━━ Source document ━━

In this strange, elegant novel, winner of France’s premier literary prize, Patrick Modiano portrays a man in pursuit of the identity he lost in the murky days of the Paris Occupation, the black hole of French memory.

For ten years Guy Roland has lived without a past. His current life and name were given to him by his recently retired boss, Hutte, who welcomed him, a onetime client, into his detective agency. Guy makes full use of Hutte’s files – directories, yearbooks, and papers of all kinds going back half a century – but his leads are few. Could he really be the person in that photograph, a young man remembered by some as a South American attaché? Or was he someone else, perhaps the disappeared scion of a prominent local family? He interviews strangers and is tantalized by half-clues until, at last, he grasps a thread that leads him through the maze of his own repressed experience.

━━━
━━ Provided records ━━

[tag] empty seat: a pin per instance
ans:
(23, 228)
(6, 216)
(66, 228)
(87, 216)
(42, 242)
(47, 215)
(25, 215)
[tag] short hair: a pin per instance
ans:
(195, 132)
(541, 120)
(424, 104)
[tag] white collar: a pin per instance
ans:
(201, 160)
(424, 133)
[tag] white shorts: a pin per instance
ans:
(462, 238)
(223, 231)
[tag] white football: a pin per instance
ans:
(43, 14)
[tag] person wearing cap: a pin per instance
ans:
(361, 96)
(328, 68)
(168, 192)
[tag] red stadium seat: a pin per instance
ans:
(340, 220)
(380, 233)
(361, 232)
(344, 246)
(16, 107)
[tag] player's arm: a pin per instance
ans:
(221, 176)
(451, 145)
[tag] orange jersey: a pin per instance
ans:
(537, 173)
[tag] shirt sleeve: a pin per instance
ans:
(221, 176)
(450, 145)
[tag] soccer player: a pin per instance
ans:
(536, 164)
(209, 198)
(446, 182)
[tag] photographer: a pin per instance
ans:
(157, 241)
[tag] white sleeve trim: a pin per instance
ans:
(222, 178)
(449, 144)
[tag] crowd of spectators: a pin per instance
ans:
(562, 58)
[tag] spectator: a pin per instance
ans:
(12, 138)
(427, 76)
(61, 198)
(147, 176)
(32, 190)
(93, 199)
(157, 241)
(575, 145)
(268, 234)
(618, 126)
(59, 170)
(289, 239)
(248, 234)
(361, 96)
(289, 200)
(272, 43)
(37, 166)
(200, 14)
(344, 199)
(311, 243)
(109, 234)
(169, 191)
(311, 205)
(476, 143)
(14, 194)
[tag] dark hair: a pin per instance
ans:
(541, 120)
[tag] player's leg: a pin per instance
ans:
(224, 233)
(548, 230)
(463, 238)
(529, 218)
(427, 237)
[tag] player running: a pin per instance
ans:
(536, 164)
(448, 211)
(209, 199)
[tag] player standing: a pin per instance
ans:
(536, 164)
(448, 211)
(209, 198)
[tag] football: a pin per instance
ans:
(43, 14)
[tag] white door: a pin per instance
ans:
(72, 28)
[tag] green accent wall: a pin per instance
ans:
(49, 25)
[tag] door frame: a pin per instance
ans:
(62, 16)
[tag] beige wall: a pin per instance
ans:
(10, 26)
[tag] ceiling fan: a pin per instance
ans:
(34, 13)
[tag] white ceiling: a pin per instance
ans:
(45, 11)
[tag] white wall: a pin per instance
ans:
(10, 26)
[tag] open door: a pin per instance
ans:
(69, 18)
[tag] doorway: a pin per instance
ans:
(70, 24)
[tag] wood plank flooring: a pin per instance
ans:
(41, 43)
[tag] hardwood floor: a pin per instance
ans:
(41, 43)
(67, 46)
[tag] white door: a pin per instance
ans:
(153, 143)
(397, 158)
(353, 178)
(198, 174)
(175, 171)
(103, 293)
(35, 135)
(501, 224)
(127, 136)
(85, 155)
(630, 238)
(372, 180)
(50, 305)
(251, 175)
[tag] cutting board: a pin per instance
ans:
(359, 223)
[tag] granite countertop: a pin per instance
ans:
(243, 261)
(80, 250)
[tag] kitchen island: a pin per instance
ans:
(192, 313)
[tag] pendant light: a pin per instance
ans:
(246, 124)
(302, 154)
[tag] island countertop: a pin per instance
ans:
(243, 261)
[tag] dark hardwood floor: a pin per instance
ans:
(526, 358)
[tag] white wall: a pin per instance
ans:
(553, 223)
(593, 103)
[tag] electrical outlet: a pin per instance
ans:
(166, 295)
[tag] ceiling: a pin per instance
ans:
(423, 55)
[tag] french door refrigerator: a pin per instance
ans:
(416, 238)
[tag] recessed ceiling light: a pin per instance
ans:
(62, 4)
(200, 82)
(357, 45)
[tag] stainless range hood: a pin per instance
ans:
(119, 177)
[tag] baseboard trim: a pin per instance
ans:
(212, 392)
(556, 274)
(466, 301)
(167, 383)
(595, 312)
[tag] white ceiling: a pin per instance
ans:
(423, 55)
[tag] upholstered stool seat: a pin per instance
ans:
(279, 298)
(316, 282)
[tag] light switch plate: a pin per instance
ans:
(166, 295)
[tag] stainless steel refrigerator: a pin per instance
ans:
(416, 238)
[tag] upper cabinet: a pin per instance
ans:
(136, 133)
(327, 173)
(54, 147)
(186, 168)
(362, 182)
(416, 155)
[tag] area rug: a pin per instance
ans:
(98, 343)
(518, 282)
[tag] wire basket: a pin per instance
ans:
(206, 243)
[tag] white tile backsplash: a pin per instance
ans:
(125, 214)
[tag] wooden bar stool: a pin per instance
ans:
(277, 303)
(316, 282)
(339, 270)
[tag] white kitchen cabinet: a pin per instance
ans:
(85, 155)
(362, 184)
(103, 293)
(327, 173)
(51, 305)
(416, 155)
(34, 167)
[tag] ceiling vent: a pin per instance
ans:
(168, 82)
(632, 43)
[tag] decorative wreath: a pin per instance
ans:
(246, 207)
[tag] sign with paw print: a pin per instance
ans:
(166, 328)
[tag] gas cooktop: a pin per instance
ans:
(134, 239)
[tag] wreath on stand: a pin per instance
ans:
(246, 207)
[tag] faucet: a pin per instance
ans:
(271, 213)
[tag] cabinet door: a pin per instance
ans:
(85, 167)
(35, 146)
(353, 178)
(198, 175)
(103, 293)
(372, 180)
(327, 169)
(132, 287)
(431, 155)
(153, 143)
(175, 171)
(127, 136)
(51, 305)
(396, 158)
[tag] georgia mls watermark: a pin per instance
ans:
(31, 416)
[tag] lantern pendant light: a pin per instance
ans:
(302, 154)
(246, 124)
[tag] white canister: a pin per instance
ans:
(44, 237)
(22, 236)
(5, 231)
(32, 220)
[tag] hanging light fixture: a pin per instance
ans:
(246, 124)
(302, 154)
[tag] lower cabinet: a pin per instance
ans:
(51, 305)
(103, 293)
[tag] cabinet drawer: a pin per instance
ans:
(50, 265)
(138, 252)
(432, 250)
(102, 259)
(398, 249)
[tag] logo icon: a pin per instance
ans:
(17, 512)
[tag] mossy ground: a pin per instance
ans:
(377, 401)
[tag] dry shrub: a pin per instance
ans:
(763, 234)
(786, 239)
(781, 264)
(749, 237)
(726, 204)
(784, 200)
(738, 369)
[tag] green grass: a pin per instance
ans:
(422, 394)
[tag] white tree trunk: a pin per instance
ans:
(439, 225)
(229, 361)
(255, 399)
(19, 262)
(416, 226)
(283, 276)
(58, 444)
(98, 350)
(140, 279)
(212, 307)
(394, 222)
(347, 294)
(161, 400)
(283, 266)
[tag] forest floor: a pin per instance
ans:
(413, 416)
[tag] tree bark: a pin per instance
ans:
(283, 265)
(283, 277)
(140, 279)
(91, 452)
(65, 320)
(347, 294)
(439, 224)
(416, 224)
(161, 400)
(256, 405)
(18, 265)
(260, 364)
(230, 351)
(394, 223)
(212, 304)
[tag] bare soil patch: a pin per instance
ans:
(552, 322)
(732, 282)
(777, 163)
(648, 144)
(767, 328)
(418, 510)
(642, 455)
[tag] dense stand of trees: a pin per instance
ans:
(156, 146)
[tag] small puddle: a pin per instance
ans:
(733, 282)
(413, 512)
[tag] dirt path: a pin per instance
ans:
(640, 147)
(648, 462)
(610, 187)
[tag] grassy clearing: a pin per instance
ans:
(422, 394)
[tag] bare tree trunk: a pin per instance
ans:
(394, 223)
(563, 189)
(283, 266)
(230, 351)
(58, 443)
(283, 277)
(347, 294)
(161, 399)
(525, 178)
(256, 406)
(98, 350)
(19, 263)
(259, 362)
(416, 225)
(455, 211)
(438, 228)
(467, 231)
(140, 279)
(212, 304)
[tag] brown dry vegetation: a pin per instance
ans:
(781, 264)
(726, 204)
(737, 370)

━━━

▶ **What you need to do**:
(1) Reproduce the passage of the book description that begins at the words "For ten years" and stops after "own repressed experience.".
(2) List every person mentioned by name in the book description.

▶ **Expected responses**:
(1)
For ten years Guy Roland has lived without a past. His current life and name were given to him by his recently retired boss, Hutte, who welcomed him, a onetime client, into his detective agency. Guy makes full use of Hutte’s files – directories, yearbooks, and papers of all kinds going back half a century – but his leads are few. Could he really be the person in that photograph, a young man remembered by some as a South American attaché? Or was he someone else, perhaps the disappeared scion of a prominent local family? He interviews strangers and is tantalized by half-clues until, at last, he grasps a thread that leads him through the maze of his own repressed experience.

(2)
Patrick Modiano
Guy Roland
Hutte